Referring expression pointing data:
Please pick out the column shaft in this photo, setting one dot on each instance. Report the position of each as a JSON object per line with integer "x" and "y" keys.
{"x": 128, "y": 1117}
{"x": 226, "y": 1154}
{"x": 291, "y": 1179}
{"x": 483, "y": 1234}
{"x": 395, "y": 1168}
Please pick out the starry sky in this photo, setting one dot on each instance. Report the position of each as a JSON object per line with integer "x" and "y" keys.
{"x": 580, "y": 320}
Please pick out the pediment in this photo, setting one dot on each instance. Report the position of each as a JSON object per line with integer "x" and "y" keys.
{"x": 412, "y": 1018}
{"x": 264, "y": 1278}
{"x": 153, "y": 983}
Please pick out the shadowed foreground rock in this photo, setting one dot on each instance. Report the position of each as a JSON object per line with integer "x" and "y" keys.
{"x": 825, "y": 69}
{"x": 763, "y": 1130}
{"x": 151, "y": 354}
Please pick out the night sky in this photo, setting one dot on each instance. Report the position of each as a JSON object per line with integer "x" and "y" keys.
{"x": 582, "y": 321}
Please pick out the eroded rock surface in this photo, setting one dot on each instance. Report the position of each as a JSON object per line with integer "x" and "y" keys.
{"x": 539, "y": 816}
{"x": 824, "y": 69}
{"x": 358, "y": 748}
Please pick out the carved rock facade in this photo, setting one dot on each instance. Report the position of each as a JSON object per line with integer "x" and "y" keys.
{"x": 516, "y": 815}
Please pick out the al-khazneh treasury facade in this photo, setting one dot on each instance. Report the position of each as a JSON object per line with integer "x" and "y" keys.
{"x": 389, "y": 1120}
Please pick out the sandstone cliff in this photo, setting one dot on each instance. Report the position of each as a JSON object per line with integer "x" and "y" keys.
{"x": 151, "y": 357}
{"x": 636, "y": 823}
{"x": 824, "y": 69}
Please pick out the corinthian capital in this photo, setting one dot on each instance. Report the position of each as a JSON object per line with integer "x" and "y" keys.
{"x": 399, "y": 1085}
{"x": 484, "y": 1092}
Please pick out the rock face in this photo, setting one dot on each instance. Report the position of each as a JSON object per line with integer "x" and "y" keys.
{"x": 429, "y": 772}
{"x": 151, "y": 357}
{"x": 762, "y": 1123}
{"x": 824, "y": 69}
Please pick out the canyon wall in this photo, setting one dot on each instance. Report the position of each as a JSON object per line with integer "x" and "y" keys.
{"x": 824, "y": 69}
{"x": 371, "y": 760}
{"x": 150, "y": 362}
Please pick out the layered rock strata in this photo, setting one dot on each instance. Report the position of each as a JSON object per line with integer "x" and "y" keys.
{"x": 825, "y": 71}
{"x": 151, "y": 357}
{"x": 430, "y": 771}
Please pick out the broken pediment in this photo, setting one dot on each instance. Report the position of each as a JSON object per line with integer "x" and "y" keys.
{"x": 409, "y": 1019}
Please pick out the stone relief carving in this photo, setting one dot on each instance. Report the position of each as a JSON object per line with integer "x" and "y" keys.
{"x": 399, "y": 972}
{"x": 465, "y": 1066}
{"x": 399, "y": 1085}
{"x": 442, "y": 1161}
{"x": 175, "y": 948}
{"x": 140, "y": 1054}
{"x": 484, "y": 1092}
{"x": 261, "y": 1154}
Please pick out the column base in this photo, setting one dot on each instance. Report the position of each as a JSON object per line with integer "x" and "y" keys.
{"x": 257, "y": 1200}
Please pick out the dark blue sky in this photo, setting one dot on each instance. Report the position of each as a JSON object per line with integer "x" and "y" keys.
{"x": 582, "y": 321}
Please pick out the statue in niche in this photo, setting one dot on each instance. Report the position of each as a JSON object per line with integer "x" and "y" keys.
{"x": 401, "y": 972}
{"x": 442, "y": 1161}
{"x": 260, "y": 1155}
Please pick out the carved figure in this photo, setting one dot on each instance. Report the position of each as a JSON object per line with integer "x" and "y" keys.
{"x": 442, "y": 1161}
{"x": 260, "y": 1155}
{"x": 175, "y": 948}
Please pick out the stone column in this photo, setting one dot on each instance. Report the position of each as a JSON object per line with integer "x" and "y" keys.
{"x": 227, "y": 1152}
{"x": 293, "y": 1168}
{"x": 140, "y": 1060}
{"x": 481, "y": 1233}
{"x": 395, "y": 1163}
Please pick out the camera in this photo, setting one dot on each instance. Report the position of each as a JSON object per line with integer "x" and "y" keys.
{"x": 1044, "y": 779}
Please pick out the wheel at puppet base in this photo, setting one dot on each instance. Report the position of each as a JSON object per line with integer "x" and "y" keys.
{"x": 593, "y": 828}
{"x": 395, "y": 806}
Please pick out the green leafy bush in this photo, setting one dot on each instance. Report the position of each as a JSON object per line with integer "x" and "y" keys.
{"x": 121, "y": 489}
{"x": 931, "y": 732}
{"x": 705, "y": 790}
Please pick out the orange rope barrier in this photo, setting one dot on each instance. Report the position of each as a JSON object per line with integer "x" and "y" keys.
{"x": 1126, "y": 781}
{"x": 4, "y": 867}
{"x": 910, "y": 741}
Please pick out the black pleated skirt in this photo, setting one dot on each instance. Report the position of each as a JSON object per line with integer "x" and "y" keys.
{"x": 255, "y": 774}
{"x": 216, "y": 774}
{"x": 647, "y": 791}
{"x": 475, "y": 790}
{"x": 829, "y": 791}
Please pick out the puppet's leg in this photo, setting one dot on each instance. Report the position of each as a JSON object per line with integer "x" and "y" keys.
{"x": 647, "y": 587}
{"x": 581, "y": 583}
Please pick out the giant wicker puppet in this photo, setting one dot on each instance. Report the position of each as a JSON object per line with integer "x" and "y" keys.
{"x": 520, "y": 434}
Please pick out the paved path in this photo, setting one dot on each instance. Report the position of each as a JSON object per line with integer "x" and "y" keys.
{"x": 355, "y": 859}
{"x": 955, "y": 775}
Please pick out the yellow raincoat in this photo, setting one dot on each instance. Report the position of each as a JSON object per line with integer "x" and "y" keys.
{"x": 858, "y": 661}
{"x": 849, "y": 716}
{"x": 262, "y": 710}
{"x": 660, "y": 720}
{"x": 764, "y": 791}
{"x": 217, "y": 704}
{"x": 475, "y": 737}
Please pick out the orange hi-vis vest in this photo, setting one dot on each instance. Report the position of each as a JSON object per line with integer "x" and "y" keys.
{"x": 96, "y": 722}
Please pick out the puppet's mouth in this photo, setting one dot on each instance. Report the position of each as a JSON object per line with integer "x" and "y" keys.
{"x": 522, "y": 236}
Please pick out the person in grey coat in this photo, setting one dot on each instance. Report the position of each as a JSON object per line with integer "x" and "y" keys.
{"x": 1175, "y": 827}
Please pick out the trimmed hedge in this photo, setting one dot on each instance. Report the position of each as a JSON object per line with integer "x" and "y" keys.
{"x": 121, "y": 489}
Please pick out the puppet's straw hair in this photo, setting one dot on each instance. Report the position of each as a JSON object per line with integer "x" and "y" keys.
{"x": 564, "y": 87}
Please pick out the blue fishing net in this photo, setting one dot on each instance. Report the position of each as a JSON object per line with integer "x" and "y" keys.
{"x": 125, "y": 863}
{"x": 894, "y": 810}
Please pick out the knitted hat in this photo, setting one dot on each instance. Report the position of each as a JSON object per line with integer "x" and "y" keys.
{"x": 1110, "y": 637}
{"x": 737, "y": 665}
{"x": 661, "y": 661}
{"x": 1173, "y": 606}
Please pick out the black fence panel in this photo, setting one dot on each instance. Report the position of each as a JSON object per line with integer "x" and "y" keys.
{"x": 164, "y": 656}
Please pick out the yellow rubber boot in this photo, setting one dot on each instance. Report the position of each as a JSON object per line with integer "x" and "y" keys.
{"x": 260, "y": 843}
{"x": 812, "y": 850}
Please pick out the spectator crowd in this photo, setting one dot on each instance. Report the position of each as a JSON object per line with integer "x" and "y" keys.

Goal of the exercise:
Return exactly the lines from the one containing "Please pick out the yellow rubber" to the last line of the data, and nothing more.

Reply:
Please pick out the yellow rubber boot in this photo, setting one dot on each instance. Report the position of each as a JSON object per line with integer "x" and "y" keys.
{"x": 260, "y": 843}
{"x": 812, "y": 850}
Please pick out the spectator crowd in this photo, setting one dot on each instance. Report the position of each as a JSON object per line with integer "x" and "y" keys.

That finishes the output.